**Selected passage:**

┌────────

Hilton Head Island in South Carolina has a mystery on its exclusive hands: the disappearance of a couple who were clients of an accountant who recently killed himself.
Missing Couple
Seen in a July 2006 photo, John and Elizabeth Calvert of Hilton Head Island, S.C., vanished on March 3.Caroline Hilty / Hilton Head Monthly Magazine
/ Source: The Associated Press

Days after police searched his home for clues to the disappearance of two of his wealthy clients, accountant Dennis Ray Gerwing locked himself in a villa, climbed into a bathtub lined with a comforter and pillow, slashed his neck and legs with a steak knife, and bled to death.

Gerwing left two suicide notes, one scrawled on a bedsheet, the other on paper. In one of them, according to an unidentified law enforcement source cited by The (Columbia) State newspaper, he admitted skimming money from the missing clients, John and Elizabeth Calvert.

But if he knew anything about the couple's fate, Gerwing apparently took that secret to the grave.

It's a mystery that for almost a month has engulfed this island of oak-shaded homes, guarded subdivision entrances and lush golf courses.

└────────

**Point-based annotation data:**
┌────────

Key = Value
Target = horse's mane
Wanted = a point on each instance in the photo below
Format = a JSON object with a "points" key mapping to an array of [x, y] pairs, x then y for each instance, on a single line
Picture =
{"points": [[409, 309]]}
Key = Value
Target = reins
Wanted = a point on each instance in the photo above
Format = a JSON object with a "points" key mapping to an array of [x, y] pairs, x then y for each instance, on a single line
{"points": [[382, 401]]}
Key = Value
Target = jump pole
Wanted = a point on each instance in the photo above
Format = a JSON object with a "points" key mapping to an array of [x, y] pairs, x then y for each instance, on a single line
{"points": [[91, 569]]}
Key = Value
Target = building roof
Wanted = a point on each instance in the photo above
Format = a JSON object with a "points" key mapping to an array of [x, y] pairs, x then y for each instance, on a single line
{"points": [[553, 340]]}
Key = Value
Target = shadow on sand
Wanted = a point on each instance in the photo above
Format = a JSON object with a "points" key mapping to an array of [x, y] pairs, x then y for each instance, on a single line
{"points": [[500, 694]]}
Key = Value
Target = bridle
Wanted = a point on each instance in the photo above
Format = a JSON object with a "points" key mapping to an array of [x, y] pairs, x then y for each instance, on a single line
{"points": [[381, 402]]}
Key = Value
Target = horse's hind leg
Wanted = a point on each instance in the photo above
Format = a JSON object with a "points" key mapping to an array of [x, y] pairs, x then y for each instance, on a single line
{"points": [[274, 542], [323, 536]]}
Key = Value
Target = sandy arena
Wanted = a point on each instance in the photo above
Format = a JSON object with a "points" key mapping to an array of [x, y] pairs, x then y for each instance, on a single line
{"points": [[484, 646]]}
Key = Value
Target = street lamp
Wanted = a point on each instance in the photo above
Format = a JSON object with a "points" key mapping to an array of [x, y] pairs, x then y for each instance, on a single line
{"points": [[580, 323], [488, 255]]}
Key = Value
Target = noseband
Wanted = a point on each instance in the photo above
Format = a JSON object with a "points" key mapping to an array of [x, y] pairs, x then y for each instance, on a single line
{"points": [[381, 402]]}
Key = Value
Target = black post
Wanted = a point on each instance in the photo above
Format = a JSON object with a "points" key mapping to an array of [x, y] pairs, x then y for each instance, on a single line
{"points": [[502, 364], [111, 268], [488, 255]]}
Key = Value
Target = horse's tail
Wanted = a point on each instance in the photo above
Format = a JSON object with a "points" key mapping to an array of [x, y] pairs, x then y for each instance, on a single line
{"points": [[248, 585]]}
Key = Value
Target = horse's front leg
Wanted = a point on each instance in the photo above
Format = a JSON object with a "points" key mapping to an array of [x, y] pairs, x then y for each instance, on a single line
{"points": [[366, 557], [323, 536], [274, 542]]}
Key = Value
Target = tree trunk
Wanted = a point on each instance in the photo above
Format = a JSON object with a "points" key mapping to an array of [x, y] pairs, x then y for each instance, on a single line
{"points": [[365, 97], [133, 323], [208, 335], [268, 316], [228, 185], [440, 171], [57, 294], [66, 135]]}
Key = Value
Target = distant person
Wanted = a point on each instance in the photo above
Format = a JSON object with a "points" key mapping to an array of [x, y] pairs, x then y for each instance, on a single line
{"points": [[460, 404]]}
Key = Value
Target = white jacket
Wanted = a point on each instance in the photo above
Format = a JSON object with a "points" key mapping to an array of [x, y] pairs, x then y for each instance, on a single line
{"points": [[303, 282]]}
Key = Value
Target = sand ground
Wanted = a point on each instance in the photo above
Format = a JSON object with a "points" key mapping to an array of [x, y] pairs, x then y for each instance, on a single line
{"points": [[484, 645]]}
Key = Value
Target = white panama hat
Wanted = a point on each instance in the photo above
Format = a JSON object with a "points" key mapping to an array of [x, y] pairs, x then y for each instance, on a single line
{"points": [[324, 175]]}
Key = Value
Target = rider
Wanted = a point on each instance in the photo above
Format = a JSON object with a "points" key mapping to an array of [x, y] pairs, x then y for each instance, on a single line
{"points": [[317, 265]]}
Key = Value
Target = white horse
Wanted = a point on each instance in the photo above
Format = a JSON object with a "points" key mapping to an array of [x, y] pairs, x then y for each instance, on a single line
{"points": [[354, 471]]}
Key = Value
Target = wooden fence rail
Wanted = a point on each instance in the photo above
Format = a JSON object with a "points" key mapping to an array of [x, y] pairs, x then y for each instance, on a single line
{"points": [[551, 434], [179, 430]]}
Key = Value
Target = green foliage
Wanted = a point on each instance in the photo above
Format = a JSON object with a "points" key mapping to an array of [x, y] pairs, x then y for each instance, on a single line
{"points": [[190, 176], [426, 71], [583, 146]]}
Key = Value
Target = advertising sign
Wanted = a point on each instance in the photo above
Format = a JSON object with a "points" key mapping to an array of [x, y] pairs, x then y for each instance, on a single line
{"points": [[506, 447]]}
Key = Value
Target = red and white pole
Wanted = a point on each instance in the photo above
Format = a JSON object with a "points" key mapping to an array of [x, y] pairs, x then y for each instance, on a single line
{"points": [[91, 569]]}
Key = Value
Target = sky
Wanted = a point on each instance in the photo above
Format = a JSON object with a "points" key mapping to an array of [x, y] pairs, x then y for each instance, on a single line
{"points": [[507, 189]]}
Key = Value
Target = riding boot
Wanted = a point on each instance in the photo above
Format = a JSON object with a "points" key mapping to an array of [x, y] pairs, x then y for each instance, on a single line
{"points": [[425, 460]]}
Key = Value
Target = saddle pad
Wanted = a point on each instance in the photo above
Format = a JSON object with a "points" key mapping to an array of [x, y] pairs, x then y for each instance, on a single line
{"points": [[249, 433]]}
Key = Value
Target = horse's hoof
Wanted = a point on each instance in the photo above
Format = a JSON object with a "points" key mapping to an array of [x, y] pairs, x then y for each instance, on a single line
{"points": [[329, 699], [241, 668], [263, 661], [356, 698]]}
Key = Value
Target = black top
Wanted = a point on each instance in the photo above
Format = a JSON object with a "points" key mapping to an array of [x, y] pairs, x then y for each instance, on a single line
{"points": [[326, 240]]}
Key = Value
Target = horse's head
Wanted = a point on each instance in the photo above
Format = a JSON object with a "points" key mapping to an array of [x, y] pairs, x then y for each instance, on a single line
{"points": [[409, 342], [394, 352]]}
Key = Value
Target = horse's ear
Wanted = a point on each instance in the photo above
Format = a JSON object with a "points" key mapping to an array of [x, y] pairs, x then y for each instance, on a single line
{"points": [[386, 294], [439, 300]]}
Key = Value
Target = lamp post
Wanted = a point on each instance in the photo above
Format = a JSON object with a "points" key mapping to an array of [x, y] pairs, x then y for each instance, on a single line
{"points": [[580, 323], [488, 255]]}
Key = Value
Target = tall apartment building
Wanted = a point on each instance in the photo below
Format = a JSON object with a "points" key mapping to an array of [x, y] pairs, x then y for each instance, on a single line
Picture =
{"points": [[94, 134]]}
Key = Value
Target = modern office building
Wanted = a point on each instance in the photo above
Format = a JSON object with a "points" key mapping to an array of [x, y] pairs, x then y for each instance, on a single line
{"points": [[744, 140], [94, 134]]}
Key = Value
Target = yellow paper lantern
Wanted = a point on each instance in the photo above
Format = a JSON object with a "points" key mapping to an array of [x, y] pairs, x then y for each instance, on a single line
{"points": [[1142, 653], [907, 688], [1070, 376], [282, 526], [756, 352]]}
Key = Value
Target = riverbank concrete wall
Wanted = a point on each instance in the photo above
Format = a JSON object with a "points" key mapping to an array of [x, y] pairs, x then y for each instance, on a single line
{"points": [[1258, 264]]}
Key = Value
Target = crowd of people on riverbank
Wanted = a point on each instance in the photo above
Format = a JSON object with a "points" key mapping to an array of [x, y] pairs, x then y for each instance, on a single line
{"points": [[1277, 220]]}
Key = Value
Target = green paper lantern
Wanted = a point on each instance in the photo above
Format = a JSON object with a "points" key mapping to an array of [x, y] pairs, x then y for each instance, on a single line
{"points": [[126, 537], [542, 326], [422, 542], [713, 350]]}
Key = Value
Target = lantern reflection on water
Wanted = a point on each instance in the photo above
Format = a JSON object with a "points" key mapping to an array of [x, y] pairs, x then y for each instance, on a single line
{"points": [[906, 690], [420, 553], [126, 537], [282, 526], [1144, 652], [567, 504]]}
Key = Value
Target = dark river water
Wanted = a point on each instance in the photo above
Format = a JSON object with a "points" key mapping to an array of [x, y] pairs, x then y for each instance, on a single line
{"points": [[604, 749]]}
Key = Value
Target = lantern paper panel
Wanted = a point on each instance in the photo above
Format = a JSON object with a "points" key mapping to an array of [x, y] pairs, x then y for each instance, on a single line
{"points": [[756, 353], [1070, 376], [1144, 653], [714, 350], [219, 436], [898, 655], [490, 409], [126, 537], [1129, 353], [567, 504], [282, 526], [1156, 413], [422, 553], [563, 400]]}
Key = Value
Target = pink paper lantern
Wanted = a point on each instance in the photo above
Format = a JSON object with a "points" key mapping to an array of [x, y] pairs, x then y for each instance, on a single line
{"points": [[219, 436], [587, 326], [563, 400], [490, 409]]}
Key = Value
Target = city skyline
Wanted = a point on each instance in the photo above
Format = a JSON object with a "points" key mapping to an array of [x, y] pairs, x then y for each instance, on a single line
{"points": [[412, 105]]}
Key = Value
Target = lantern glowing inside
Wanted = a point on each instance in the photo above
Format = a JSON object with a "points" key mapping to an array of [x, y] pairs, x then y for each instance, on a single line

└────────

**What is being asked:**
Reproduce the part of the news story about the missing couple between "Gerwing left two" and "and Elizabeth Calvert.", inclusive. The listing has no connection to the news story about the missing couple.

**Solution for this problem:**
Gerwing left two suicide notes, one scrawled on a bedsheet, the other on paper. In one of them, according to an unidentified law enforcement source cited by The (Columbia) State newspaper, he admitted skimming money from the missing clients, John and Elizabeth Calvert.